Start of EXCERPT

The second aspect of the story is that OpenAI, an American company, sub-contracted this work to workers in a poorer country. Here, yet again, though we plunge into murkier ethical waters, there isn’t much that’s inherently controversial or new about this. Companies have been outsourcing low-value and relatively more labour-intensive work to poorer countries for as long as the global economy has been a thing.
Practically every sector of the modern economy works like this. And while some may decry it, once again, this work must be done, and it provides employment to large numbers of people, because it tends to be relatively more labour-intensive. Savvy governments, moreover, have demonstrated the ability to leverage low-value economic activity to slowly climb up the economic totem pole. Taiwan’s TSMC, along with China’s homegrown electronics giants, are excellent examples of just this.
There is nothing inherently wrong about productive work being outsourced to areas with cheaper or better skilled labourers. There might be specific examples of abuse, but that is hardly an indictment of the system. In the case of the OpenAI controversy, there is no evidence that OpenAI outsourced the work because it wanted to export harm to Kenya.
This leaves us with the third, and final major aspect of the story, which is that the workers earned less than US$2 per hour for their work. This is, in the final analysis, the most scandalous element of this story. It is especially important given that the company benefiting from this labour is worth billions of dollars and has American employees who earn orders of magnitude more than the sub-contractors.
From a quick reading, one gets an almost visceral reaction to the inequality and exploitation on display. However, we should not be so quick to lambast OpenAI for this. For one, the Time report states that OpenAI paid Sama an hourly rate of US$12.50 for the work. Therefore, only Sama can explain the difference between this figure and what its workers earned. And it is likely that the bulk of that difference really did go to business costs, as per Sama’s statement to Time.

End of EXCERPT
Start of DATASET RECORDS

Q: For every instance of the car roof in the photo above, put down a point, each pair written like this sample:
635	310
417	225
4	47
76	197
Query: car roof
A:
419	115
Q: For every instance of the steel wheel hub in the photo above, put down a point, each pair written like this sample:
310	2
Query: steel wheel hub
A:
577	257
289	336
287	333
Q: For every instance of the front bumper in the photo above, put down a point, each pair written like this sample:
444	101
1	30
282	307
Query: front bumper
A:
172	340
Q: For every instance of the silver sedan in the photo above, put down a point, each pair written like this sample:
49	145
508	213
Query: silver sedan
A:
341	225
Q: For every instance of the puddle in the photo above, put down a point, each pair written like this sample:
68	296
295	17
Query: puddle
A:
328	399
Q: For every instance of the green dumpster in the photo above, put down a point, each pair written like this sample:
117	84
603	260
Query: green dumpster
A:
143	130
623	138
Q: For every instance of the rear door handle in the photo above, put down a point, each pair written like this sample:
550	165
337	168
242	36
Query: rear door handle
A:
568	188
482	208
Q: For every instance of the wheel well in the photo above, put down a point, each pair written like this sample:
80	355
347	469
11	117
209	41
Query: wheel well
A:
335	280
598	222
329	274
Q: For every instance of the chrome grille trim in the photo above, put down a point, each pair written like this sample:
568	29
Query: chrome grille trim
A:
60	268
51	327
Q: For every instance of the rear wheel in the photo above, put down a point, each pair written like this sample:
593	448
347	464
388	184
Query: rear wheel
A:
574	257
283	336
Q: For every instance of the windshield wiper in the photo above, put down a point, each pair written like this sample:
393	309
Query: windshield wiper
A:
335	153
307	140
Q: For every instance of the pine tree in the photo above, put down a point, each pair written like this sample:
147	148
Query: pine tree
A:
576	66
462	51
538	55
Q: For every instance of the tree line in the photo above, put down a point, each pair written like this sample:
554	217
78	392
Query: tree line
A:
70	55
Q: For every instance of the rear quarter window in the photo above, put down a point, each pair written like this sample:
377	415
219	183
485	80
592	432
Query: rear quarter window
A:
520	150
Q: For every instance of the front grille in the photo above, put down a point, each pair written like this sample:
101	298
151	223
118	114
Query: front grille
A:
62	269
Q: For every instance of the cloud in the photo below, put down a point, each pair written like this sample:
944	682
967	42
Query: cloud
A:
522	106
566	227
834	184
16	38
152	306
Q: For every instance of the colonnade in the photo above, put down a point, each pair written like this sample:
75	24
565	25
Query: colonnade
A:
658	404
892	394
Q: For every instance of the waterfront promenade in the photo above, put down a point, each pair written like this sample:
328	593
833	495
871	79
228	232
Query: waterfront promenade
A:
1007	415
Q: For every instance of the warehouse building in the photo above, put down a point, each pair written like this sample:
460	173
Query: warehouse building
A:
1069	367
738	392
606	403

End of DATASET RECORDS

- TASKS AND EXERCISES
A. Answer these about the excerpt on OpenAI's outsourced work, one per line:
(i) Which companies does it name as examples of using low-value economic activity to climb the economic totem pole?
(ii) How much did the workers earn per hour?
(iii) According to the Time report, what hourly rate did OpenAI pay Sama?
B. Please carry the excerpt on OpenAI's outsourced work forward from its last sentence.

- RESULTS BY TASK
A.
(i) Taiwan's TSMC and China's homegrown electronics giants
(ii) Less than US$2 per hour
(iii) US$12.50

B.
Additionally, this aspect could benefit from a little additional context. While the pay these workers earned might seem like a pittance to Western readers, it is not necessarily the case in Kenya. A monthly income of just under KES 40,000 (around US$300, which the lowest earner would take home after taxes) might not support a life of luxury, but it certainly can support an individual or even a young family. As someone who lives in Kenya, I’ve seen people get by on way less.
The most important question, therefore, is whether this kind of pay is commensurate to this kind of work in Kenya. The problem is that no one really knows what the right number is. I may sound callous for stating this, but perhaps only a fair market can solve this conundrum. Sama could probably have paid more, and there is something malodorous about the inequality on display here, but this story is in no way a straightforward case of villainy.
Which countries are moderating ChatGPT’s toxic content now? It’s not public information. We asked the bot itself and were told:
OpenAI has not publicly disclosed the locations of the individuals or companies providing human annotations for its training data. It is possible that some of the workers involved in annotating and improving the training data for models like GPT-3 are based in Kenya, but this information has not been confirmed by OpenAI.
Of course, this is not to say that the whole controversy was a nothingburger. Far be it from me, an idealistic youth from the African country at the centre of this story, to defend multi-billion-dollar American companies and their sub-contractors.
My point is that I don’t think there can ever be a fair wage for this kind of work.